Total the lines of the entries below that hold the string "segment", then write only that total.

[Stored data entries]
——————
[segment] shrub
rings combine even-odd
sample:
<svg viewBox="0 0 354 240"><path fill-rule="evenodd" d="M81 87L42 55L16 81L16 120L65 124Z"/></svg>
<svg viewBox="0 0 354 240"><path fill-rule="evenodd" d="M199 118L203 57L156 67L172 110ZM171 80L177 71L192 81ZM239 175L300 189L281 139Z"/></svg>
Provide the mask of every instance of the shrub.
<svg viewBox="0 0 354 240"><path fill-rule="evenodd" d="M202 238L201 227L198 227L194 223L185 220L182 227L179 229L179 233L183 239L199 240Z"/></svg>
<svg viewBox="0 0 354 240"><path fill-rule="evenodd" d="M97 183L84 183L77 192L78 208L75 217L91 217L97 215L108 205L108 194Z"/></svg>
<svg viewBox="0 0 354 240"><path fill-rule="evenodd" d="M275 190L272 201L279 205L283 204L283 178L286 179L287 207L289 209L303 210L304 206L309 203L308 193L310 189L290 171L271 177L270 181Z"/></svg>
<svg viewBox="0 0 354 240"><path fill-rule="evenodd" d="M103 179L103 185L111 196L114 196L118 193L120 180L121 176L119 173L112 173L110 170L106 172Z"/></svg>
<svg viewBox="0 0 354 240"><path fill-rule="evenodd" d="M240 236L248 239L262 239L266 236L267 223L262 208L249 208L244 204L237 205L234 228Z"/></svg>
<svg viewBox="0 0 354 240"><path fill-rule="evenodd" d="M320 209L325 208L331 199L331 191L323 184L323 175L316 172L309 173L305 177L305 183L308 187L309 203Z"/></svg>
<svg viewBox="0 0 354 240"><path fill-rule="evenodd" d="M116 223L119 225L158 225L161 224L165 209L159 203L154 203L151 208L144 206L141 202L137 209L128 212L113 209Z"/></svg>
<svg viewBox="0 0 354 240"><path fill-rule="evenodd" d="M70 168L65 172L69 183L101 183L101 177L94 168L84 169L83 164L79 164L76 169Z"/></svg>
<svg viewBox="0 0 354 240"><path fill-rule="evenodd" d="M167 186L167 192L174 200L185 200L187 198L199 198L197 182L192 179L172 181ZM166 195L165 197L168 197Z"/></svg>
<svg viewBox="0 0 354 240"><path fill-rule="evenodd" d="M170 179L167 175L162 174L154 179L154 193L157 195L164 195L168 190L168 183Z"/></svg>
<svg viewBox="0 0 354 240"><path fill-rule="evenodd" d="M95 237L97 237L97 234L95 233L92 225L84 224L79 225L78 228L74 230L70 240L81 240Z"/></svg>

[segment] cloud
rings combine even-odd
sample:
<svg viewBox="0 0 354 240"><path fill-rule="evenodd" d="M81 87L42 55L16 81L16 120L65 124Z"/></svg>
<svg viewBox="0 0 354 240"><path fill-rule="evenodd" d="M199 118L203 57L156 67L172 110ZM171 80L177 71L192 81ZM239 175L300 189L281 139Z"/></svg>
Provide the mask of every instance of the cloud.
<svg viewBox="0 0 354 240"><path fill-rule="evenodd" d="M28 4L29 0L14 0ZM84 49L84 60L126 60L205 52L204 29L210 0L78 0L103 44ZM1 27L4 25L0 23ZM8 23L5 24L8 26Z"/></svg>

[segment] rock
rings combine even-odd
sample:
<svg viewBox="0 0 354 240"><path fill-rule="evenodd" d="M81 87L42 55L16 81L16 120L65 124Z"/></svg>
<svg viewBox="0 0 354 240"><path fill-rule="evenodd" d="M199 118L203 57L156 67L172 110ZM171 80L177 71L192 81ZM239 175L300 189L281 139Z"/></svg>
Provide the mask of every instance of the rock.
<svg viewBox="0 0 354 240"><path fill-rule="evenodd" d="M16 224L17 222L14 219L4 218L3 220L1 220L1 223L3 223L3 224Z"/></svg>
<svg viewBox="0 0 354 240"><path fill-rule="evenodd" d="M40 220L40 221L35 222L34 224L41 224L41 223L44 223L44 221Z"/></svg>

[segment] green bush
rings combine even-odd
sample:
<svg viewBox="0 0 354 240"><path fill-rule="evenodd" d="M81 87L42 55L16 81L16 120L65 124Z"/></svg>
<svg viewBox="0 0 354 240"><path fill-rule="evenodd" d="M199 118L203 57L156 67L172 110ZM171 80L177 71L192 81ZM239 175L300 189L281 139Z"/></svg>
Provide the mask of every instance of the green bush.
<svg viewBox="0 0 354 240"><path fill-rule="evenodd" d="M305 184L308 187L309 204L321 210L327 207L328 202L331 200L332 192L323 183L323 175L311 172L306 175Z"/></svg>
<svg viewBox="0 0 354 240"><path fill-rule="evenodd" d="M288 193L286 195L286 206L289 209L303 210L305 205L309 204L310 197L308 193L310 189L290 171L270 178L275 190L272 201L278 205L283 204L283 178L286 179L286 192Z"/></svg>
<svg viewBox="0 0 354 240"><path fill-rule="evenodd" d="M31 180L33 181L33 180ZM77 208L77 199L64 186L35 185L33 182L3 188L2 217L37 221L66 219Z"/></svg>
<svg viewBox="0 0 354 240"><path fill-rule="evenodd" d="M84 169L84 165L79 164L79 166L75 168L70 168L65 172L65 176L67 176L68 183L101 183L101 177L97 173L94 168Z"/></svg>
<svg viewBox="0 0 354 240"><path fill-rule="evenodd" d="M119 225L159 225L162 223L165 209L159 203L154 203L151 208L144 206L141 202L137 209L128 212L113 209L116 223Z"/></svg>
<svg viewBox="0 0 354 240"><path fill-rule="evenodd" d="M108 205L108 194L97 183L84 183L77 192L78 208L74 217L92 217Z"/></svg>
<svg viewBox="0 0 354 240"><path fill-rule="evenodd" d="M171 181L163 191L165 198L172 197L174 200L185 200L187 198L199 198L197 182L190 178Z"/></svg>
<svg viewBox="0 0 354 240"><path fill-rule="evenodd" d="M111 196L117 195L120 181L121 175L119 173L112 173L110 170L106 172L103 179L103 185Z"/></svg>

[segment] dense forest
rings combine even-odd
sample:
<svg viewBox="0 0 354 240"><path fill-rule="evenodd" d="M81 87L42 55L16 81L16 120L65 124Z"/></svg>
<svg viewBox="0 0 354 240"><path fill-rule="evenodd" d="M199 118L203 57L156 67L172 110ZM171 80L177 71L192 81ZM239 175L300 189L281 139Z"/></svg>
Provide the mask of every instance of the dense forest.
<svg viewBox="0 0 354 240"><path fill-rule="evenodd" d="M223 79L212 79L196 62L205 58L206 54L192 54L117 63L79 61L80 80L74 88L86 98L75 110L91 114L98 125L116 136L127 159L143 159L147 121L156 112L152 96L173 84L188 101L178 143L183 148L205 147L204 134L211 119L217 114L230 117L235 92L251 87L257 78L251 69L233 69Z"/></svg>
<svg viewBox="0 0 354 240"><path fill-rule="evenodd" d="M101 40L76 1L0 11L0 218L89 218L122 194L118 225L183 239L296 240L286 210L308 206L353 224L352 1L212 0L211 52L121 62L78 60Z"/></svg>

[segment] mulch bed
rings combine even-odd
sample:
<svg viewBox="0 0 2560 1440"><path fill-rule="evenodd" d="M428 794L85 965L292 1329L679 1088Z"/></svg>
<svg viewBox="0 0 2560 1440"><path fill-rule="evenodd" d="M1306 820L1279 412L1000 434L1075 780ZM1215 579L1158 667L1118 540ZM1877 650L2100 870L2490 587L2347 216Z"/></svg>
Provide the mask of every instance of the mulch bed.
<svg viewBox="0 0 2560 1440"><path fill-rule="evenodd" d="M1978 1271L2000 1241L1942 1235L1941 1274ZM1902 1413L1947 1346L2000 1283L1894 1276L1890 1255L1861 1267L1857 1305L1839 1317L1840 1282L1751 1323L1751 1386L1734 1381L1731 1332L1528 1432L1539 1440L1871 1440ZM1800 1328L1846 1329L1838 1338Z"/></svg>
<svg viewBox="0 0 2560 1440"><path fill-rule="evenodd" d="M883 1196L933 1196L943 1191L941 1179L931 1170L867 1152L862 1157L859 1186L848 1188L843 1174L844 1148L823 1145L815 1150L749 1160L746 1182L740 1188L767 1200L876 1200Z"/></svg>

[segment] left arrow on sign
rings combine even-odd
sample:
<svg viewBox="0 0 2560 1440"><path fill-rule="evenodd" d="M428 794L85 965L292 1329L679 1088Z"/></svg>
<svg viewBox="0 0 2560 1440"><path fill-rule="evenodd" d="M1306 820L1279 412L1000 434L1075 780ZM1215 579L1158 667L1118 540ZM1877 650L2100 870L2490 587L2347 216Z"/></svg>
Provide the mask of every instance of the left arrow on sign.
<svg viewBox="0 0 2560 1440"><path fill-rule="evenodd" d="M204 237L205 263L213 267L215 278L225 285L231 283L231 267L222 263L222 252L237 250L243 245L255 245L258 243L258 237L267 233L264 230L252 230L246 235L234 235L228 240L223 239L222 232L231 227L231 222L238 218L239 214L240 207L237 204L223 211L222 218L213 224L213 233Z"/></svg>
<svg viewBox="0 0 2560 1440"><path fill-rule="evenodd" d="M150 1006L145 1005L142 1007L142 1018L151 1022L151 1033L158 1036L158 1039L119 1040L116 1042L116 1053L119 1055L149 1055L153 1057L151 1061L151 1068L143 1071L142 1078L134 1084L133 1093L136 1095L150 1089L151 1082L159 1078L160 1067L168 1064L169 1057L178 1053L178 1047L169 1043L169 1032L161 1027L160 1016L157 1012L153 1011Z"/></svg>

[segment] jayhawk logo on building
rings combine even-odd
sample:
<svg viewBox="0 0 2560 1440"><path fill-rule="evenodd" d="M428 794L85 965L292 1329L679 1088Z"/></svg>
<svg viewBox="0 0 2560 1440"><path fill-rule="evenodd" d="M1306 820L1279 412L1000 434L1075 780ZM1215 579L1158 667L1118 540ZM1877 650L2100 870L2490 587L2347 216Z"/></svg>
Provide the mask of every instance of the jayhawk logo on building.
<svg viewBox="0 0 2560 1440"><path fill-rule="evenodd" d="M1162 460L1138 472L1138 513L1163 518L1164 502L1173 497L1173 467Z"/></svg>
——————
EXPECTED ANSWER: 8